_JOB:_
Return every line of the material below unchanged, from start to finish, but leave the pictures out of your answer.

— Start of RECORD EXCERPTS —

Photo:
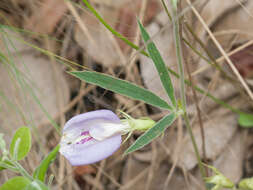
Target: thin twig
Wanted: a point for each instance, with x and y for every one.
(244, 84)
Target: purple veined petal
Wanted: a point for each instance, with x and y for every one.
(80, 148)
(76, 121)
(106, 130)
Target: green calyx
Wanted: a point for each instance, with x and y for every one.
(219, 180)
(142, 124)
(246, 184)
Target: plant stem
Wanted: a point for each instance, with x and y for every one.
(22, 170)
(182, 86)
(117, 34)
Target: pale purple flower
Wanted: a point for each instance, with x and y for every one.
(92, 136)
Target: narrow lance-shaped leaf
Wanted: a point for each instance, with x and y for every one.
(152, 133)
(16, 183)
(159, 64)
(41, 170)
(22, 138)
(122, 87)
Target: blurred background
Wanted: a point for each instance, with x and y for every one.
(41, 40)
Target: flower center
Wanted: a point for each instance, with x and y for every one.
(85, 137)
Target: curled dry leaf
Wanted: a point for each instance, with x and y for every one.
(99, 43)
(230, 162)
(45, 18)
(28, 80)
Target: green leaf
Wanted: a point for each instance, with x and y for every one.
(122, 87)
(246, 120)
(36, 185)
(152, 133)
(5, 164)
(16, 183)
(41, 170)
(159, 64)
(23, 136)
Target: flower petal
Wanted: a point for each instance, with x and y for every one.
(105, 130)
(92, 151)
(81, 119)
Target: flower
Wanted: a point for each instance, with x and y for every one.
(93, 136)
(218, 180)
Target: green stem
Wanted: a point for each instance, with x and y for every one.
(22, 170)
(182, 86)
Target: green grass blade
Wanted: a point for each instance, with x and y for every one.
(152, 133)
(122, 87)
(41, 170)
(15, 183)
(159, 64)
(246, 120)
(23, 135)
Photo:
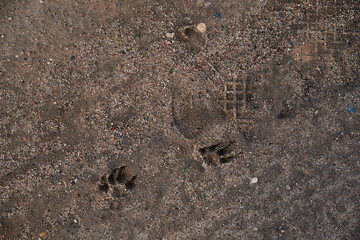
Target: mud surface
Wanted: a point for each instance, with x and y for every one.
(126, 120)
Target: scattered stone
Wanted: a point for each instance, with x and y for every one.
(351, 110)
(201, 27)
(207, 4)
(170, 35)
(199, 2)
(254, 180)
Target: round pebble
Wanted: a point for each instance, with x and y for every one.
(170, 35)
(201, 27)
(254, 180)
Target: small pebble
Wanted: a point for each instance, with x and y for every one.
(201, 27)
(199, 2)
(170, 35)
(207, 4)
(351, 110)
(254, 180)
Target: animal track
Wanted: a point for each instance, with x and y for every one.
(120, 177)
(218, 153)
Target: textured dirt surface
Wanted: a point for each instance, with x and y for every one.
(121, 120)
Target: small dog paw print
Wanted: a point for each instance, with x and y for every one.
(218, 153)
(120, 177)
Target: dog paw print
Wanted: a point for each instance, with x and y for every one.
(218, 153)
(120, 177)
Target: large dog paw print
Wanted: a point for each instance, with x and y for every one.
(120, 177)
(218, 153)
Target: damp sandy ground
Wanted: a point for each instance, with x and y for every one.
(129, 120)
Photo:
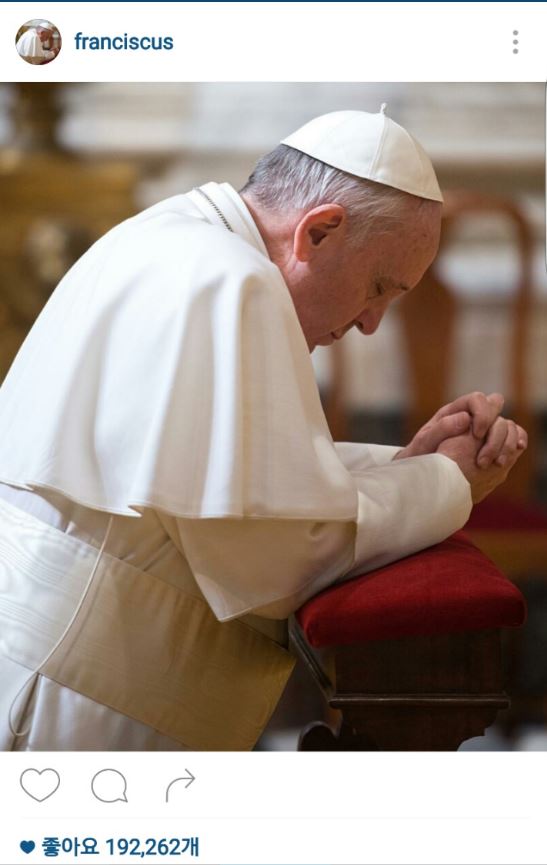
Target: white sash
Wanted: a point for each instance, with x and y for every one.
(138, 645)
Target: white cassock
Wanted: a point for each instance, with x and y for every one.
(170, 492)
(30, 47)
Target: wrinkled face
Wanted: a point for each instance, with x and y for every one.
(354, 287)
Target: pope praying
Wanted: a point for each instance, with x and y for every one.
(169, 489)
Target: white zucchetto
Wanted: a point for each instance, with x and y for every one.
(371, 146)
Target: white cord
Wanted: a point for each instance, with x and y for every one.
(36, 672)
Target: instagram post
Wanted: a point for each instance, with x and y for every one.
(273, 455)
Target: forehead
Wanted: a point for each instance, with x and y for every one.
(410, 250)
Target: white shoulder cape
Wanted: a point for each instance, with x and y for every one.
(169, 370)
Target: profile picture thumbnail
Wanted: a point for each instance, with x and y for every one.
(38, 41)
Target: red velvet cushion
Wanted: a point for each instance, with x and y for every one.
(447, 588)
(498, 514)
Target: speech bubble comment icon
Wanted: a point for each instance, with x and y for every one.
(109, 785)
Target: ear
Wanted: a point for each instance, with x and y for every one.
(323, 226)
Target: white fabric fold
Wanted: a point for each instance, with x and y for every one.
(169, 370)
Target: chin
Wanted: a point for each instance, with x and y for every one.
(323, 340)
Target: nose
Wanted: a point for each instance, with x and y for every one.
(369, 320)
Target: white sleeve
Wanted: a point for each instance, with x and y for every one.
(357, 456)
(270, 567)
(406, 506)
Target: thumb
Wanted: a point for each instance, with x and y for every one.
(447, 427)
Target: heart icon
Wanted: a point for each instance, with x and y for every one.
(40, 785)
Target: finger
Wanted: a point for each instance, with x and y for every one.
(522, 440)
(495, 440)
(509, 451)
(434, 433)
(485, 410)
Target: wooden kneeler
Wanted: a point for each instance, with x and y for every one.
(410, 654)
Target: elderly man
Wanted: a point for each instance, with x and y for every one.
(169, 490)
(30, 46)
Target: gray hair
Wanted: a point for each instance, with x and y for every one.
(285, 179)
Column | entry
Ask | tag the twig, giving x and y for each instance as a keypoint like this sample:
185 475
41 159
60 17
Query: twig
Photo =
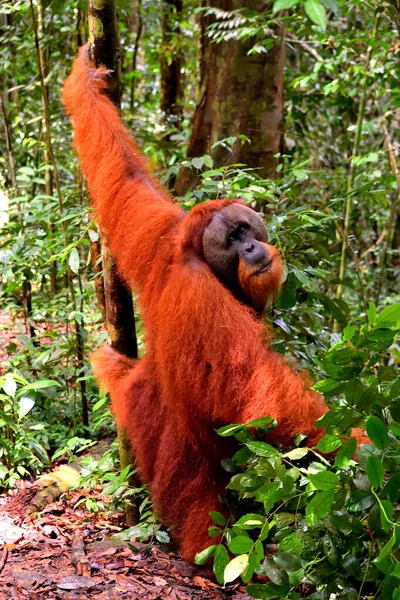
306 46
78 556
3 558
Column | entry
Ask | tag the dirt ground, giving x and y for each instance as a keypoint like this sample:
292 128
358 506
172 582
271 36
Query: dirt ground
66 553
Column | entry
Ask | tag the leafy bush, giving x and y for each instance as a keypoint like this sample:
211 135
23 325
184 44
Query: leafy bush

— End of RECORD EXCERPTS —

_REPLY TO THE TASK:_
Photo:
Target: thin twig
Wanted: a point for each instance, with x and y for every one.
(244, 84)
Target: purple veined petal
Wanted: a point for each instance, with x and y for every one.
(80, 148)
(76, 121)
(106, 130)
Target: green calyx
Wanted: a point for each instance, with x and y for every one.
(219, 180)
(142, 124)
(246, 184)
Target: plant stem
Wanted: a point for each instance, with x and y for every one.
(22, 170)
(182, 86)
(117, 34)
Target: pale purple flower
Wanted: a point for each instance, with x and y for every one.
(92, 136)
Target: narrow lance-shaped leaf
Wanted: a point for each instance, with x and y for every one.
(152, 133)
(16, 183)
(159, 64)
(41, 170)
(22, 138)
(122, 87)
Target: blurred background
Wanted: a point for each instance, with x and y for every one.
(41, 40)
Target: flower center
Wanted: a point for each instance, with x and y for every one.
(85, 137)
Target: curled dry leaf
Wanted: a point for each instance, with x and y for every one.
(99, 43)
(230, 162)
(45, 18)
(28, 80)
Target: green leaf
Wanted: a point for each instance, with x and y for every one.
(122, 87)
(246, 120)
(36, 185)
(152, 133)
(5, 164)
(16, 183)
(41, 170)
(159, 64)
(23, 136)
Target: flower petal
Wanted: a point for each instance, with x and y for every one.
(105, 130)
(92, 151)
(81, 119)
Target: flower
Wanted: a point for each instance, with x and y for every one.
(93, 136)
(218, 180)
Target: green stem
Wanted: a point for each instance, with x and y for every one.
(22, 170)
(182, 86)
Target: green grass blade
Wanted: a point for each instance, with x and y for every one.
(152, 133)
(122, 87)
(41, 170)
(15, 183)
(159, 64)
(246, 120)
(23, 135)
Photo:
Target: mud surface
Wanted: a point for each instance, with x and y for every one.
(126, 120)
Target: scattered stone
Wanted: a point for each instance, with x and y for every one.
(351, 110)
(201, 27)
(207, 4)
(170, 35)
(199, 2)
(254, 180)
Target: round pebble
Wanted: a point for each instance, with x and y for every one.
(170, 35)
(201, 27)
(254, 180)
Target: small pebble
Wanted: a point for each instance, with x and y for every one.
(201, 27)
(199, 2)
(170, 35)
(207, 4)
(351, 110)
(254, 180)
Target: animal track
Wanted: a point for each instance, with x and y for every one.
(120, 177)
(218, 153)
Target: textured dirt surface
Wanted: a point for each instance, with x and y for every one.
(121, 120)
Target: small dog paw print
Wanted: a point for each instance, with x and y for every one.
(218, 153)
(120, 177)
Target: dog paw print
Wanted: a point for each instance, with x and y for every one.
(218, 153)
(120, 177)
Target: large dog paw print
Wanted: a point for each instance, with x and y for every one.
(120, 177)
(218, 153)
Target: damp sandy ground
Wanted: a point for each instance, with x and y for every one.
(129, 120)
Photo:
Target: white sash
Wanted: a point for each instance, with x and y for every one.
(138, 645)
Target: white cassock
Wanted: a point for each instance, with x and y for every one.
(170, 492)
(30, 47)
Target: wrinkled face
Wanted: a point for each instance, with x and y for every one.
(354, 287)
Target: pope praying
Wanted: a point for each instance, with x and y for every one.
(169, 489)
Target: white zucchetto
Wanted: a point for each instance, with x and y for every one.
(371, 146)
Target: white cord
Wanted: a point for each instance, with x and y for every one.
(36, 672)
Target: instagram post
Wanted: a point for each instance, with x and y for every one.
(273, 455)
Target: forehead
Wanted: a point for each instance, with x and y for every one.
(410, 250)
Target: white shoulder cape
Wanted: a point for each instance, with x and y for every one.
(169, 370)
Target: profile picture thumbnail
Wanted: a point for each instance, with x and y for every one.
(38, 41)
Target: red velvet cushion
Wanted: a point for each instance, with x and y for every one.
(447, 588)
(498, 514)
Target: speech bubble comment icon
Wanted: a point for each instance, with x and y for every one.
(109, 785)
Target: ear
Wanted: a point for each instance, with x and y for every one.
(323, 226)
Target: white fabric fold
Wanted: a point for each instance, with x and y for every one.
(169, 370)
Target: chin
Wanted: a point for each instance, with x and y for every one.
(323, 340)
Target: nose
Wanted: a point for each instance, with x and y for every one.
(369, 320)
Target: white sleeve
Wanted: a point for each instance, with x and y for every one.
(357, 456)
(270, 567)
(406, 506)
Target: thumb
Wanted: a point for each instance, with x and y for every one.
(447, 427)
Target: heart icon
Wanted: a point for each instance, with x and y for every one.
(40, 785)
Target: finger
Wanted: a point for each instance, with x and y for every one.
(522, 440)
(495, 440)
(509, 451)
(434, 433)
(485, 410)
Target: wooden kneeler
Wanted: a point for each instance, with x and y for every one.
(410, 654)
Target: elderly man
Wanted: a point for each instance, with x and y for every one.
(169, 490)
(30, 46)
Target: gray hair
Wanted: a point for each instance, with x and y for every one.
(285, 179)
Column | entry
Ask | tag the twig, giving x and y for each instance as a keypoint like this sample:
185 475
41 159
60 17
Query: twig
Photo =
306 46
78 556
3 558
Column | entry
Ask | tag the dirt ground, giving x and y for each instance as a keypoint like this sample:
292 128
358 506
172 582
271 36
Query: dirt ground
66 553
Column | entry
Ask | tag the leafy bush, giving x and y for each instance as a keypoint like this sample:
211 135
23 325
184 44
Query: leafy bush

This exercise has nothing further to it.